**Assignment:**
Could you copy, word for word, only the lines from the one containing "Record the location of each instance of the area" through the last line of the records below, both included?

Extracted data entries
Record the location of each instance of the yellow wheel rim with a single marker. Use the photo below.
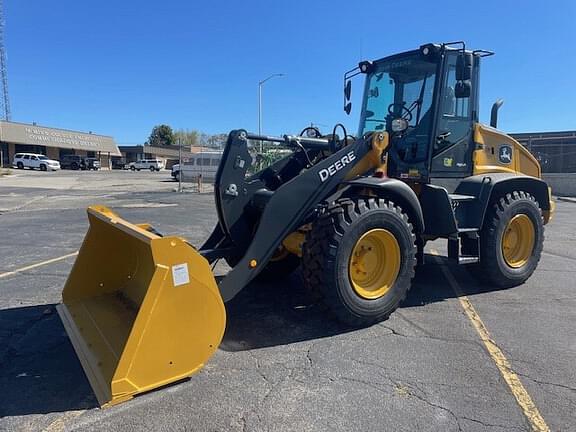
(374, 264)
(518, 241)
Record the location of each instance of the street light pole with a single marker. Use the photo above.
(260, 104)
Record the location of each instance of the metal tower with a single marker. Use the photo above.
(4, 99)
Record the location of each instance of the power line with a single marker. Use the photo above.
(4, 100)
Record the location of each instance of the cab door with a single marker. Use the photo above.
(452, 145)
(34, 162)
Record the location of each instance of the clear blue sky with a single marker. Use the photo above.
(120, 67)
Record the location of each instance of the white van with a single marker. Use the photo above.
(150, 164)
(203, 163)
(35, 161)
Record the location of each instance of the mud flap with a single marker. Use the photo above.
(141, 310)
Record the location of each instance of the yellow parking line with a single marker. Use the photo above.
(522, 397)
(30, 267)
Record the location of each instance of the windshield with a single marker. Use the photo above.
(398, 87)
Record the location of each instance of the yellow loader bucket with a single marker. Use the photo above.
(141, 310)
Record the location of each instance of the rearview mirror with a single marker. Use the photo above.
(464, 66)
(348, 107)
(348, 90)
(462, 89)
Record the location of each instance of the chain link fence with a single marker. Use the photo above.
(556, 151)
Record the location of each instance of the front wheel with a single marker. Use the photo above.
(360, 255)
(511, 241)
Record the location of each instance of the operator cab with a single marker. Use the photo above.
(427, 100)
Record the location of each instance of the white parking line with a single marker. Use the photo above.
(42, 263)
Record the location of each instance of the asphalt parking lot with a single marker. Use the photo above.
(285, 364)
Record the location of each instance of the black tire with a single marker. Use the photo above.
(493, 267)
(279, 268)
(328, 249)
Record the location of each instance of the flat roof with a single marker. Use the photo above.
(31, 134)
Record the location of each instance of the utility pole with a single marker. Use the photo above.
(4, 100)
(260, 105)
(179, 164)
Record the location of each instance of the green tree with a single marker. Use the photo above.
(162, 135)
(188, 138)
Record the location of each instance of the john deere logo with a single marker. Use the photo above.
(505, 154)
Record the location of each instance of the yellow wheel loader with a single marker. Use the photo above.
(143, 310)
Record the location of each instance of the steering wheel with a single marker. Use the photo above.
(405, 113)
(317, 133)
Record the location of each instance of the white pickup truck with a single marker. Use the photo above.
(149, 164)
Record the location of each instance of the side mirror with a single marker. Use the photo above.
(494, 113)
(348, 90)
(462, 89)
(348, 107)
(347, 94)
(464, 67)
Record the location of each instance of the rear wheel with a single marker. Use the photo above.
(361, 254)
(511, 241)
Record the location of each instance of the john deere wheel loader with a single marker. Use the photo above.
(144, 310)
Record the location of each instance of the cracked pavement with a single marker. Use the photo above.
(285, 364)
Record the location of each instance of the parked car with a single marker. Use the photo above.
(35, 161)
(76, 162)
(204, 163)
(118, 164)
(149, 164)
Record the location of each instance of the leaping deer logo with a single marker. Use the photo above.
(505, 154)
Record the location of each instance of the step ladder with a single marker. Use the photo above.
(464, 245)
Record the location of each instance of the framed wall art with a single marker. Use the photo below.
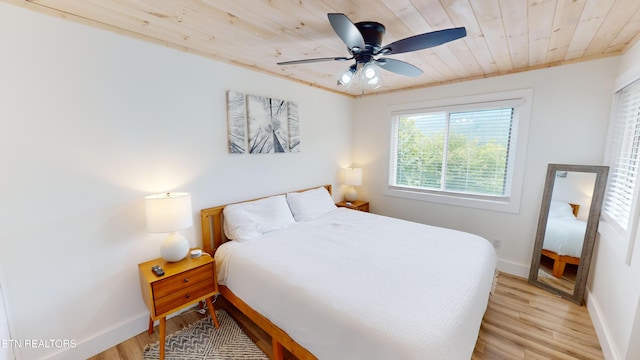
(262, 125)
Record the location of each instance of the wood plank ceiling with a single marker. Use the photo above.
(503, 36)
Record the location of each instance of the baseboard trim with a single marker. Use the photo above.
(98, 343)
(604, 336)
(513, 268)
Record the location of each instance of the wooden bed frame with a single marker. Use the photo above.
(212, 237)
(561, 261)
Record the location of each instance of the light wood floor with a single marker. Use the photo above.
(521, 322)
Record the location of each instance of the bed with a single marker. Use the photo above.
(564, 236)
(333, 283)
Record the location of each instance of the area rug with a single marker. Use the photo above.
(202, 340)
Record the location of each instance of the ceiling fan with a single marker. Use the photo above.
(364, 41)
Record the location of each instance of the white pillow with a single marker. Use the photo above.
(562, 210)
(310, 204)
(248, 220)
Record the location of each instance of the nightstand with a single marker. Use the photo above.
(184, 283)
(355, 205)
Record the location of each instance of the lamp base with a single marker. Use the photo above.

**Task output:**
Record the location of each instance of the area rug with a single marker. Use the photo above.
(202, 340)
Record the location of each instance of the ceiling fan with a single marker. Use the photo above.
(364, 41)
Record the location of each instance of the white pillow with a single marker. Use the photo above.
(562, 210)
(310, 204)
(248, 220)
Record the location of each instance of the nightstand with a single marker. Use the photo above.
(184, 283)
(355, 205)
Record the location of each instance of the lamp base with a single marker. Use the photo above.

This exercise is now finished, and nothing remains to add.